begin
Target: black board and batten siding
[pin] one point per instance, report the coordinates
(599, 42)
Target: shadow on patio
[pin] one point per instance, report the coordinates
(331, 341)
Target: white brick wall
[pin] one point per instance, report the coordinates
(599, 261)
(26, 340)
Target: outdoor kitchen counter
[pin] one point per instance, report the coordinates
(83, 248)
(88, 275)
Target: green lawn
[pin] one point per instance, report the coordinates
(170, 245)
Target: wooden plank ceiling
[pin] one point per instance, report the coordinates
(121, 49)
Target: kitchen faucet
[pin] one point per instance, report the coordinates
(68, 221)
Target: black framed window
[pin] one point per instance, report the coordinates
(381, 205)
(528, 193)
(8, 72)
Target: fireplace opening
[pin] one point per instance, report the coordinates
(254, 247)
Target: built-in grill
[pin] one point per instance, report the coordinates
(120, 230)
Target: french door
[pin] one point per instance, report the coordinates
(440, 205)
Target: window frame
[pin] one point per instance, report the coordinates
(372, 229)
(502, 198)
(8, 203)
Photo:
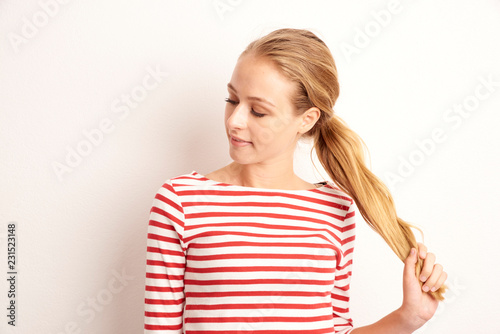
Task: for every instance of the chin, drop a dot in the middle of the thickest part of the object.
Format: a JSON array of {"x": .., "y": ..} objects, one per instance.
[{"x": 242, "y": 158}]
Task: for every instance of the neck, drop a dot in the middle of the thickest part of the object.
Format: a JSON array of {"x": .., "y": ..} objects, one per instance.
[{"x": 275, "y": 176}]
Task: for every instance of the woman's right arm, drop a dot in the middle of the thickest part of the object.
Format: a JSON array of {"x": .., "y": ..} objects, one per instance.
[{"x": 165, "y": 265}]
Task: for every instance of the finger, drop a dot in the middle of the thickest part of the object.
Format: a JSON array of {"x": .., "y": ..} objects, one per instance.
[
  {"x": 427, "y": 266},
  {"x": 433, "y": 278},
  {"x": 411, "y": 260},
  {"x": 440, "y": 281},
  {"x": 422, "y": 250}
]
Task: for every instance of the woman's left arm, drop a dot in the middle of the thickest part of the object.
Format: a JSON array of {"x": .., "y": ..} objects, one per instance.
[{"x": 418, "y": 306}]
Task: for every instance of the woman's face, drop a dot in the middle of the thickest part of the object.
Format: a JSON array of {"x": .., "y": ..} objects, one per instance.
[{"x": 259, "y": 112}]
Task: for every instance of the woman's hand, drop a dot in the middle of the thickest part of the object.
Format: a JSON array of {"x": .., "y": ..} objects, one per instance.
[{"x": 419, "y": 306}]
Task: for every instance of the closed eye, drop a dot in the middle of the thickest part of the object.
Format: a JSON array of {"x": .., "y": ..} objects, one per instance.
[{"x": 256, "y": 114}]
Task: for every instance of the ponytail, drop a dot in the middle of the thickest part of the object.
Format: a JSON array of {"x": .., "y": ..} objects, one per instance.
[
  {"x": 340, "y": 151},
  {"x": 306, "y": 60}
]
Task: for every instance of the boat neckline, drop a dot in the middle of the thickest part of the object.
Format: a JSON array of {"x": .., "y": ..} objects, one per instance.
[{"x": 324, "y": 184}]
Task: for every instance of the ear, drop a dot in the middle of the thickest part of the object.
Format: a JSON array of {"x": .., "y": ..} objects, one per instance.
[{"x": 309, "y": 118}]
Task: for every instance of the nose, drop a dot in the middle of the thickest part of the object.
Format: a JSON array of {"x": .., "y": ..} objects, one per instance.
[{"x": 238, "y": 117}]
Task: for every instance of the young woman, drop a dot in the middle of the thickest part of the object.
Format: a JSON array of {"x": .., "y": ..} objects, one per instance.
[{"x": 253, "y": 248}]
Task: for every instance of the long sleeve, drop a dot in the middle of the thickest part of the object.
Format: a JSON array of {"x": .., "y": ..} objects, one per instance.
[
  {"x": 165, "y": 264},
  {"x": 340, "y": 292}
]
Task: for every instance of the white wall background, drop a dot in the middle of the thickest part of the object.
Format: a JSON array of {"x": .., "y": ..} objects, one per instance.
[{"x": 66, "y": 69}]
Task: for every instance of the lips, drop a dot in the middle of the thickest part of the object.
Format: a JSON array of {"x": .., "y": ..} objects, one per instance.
[{"x": 239, "y": 139}]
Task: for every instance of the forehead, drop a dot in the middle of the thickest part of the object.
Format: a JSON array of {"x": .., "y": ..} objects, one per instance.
[{"x": 261, "y": 77}]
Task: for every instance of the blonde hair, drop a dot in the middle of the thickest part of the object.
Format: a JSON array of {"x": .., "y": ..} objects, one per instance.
[{"x": 306, "y": 60}]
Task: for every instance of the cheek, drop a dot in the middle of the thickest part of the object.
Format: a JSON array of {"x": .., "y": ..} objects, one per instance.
[{"x": 271, "y": 131}]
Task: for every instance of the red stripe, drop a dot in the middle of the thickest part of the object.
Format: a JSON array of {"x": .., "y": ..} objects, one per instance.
end
▶ **Exercise prompt**: Write out every record above exactly as it stands, but leave out the pictures.

▶ **Task response**:
Target: black board and batten siding
[pin] one point per instance, report the coordinates
(599, 42)
Target: shadow on patio
[pin] one point per instance, report the coordinates
(331, 341)
Target: white brick wall
[pin] one point per instance, report the coordinates
(599, 261)
(26, 340)
Target: outdoor kitchen counter
[pin] one point per instance, report the coordinates
(83, 248)
(88, 275)
Target: green lawn
[pin] one point per instance, report the coordinates
(170, 245)
Target: wooden plank ceiling
[pin] one point per instance, report the coordinates
(121, 49)
Target: kitchen faucet
[pin] one point per instance, report the coordinates
(68, 221)
Target: black framed window
[pin] one point per instance, report the coordinates
(381, 205)
(528, 193)
(8, 72)
Target: fireplace opening
[pin] one point per instance, report the coordinates
(254, 247)
Target: built-in grill
[pin] one point per instance, report the coordinates
(120, 230)
Target: french door
[pin] one point per instance, report the coordinates
(440, 205)
Target: window frame
[pin] one point per instance, report the coordinates
(372, 229)
(502, 198)
(8, 203)
Photo:
Task: for every instance of the chin, drop a dot in the middle of the thickest part of the object.
Format: a JSON array of {"x": .., "y": ..} objects, one per instance.
[{"x": 242, "y": 158}]
Task: for every instance of the neck, drop a dot in the middle of the thickest part of the object.
Format: a JSON array of {"x": .., "y": ..} objects, one per instance.
[{"x": 275, "y": 176}]
Task: for every instance of the woman's right arm, drop a dot in the middle of the thickest part of the object.
Format: a JSON array of {"x": .., "y": ..} objects, one per instance.
[{"x": 165, "y": 265}]
Task: for every instance of the finger, drop a dot in the middle of the thickest part of the object.
Format: a JSON array of {"x": .., "y": ..} objects, one per instance.
[
  {"x": 427, "y": 266},
  {"x": 433, "y": 278},
  {"x": 411, "y": 260},
  {"x": 440, "y": 281},
  {"x": 422, "y": 250}
]
Task: for every instance of the woman's left arm, drop a dot in the middle of the thickest part of the object.
Format: a JSON array of {"x": .., "y": ..} objects, one per instance.
[{"x": 418, "y": 306}]
Task: for every instance of the woman's face, drop a dot in the middle of the thickest part of the object.
Format: a JSON array of {"x": .., "y": ..} objects, one per instance.
[{"x": 259, "y": 112}]
Task: for every instance of the woman's hand, drop a dot in the middle of the thickest part of the object.
Format: a JSON array of {"x": .., "y": ..} objects, one per instance.
[{"x": 419, "y": 306}]
Task: for every instance of the closed eye, drop a dot in the middle of the thickest part of the object.
Format: a JSON array of {"x": .., "y": ..} objects, one per instance.
[{"x": 256, "y": 114}]
Task: for every instance of the ponytail, drop a dot in the middle of the thickest part of the object.
Format: a JSON array of {"x": .., "y": ..} objects, one per instance.
[
  {"x": 340, "y": 151},
  {"x": 306, "y": 60}
]
Task: for every instance of the boat neckline, drop a dot in the middle of the thickest part of the object.
Format: a JSON array of {"x": .., "y": ..} objects, one per instance.
[{"x": 324, "y": 184}]
Task: for every instance of the ear, drop a dot in the middle of the thickest part of the object.
Format: a JSON array of {"x": .., "y": ..} objects, one per instance.
[{"x": 309, "y": 118}]
Task: for every instance of the nose, drop a dot in the middle of the thickest part of the object.
Format: a JSON array of {"x": .., "y": ..} objects, one per instance.
[{"x": 238, "y": 117}]
Task: for every instance of the young woman, drop a dot in the middle of the thickest part of the object.
Format: a JSON array of {"x": .., "y": ..} objects, one per instance.
[{"x": 253, "y": 248}]
Task: for every instance of the long sleeve, drop a dot in the middle of the thickest part of the object.
Format: a JSON array of {"x": .., "y": ..} objects, one per instance.
[
  {"x": 165, "y": 264},
  {"x": 340, "y": 292}
]
Task: for every instance of the white wall background, drop a dot in the middle of the thickest part of the object.
Format: a JSON array of {"x": .., "y": ..} objects, one per instance.
[{"x": 66, "y": 69}]
Task: for every instance of the lips, drop a dot in the middle of the thickest part of the object.
Format: a JSON array of {"x": .., "y": ..} objects, one per instance.
[{"x": 239, "y": 139}]
Task: for every instance of the forehead, drop a dot in the middle of the thickest part of the object.
Format: a JSON array of {"x": .., "y": ..} objects, one per instance.
[{"x": 261, "y": 77}]
Task: for every instance of the blonde hair, drop a dot in the middle of the thickest part of the object.
Format: a JSON array of {"x": .., "y": ..} objects, one per instance.
[{"x": 306, "y": 60}]
Task: for every instance of the cheek, drop a dot in the middle of the thickest part of the object.
Format: a JSON array of {"x": .., "y": ..} objects, one per instance.
[{"x": 271, "y": 131}]
Task: for every instance of the red stripe, drop a dot in the middle of the thickest part of the object.
Format: a JSON array of {"x": .., "y": ..} objects, one per instance.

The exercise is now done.